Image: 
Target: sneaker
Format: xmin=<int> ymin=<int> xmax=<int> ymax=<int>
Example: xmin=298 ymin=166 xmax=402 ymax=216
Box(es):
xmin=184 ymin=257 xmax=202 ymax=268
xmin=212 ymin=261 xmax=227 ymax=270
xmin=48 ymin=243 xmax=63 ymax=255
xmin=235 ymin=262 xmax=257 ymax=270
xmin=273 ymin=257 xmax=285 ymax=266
◆ ◆ ◆ ◆ ◆ ◆ ◆
DESCRIPTION OF THE TASK: Update the entries above by changing "sneaker" to "shoe" wherever it occurs, and leave everything else as it is.

SOLUTION TO THIS EXERCISE:
Image: 
Target: shoe
Format: xmin=<int> ymin=<int> xmax=<int> ymax=<int>
Example: xmin=298 ymin=166 xmax=402 ymax=216
Box(es):
xmin=184 ymin=257 xmax=202 ymax=268
xmin=212 ymin=261 xmax=227 ymax=270
xmin=48 ymin=243 xmax=63 ymax=255
xmin=235 ymin=262 xmax=257 ymax=270
xmin=273 ymin=257 xmax=285 ymax=266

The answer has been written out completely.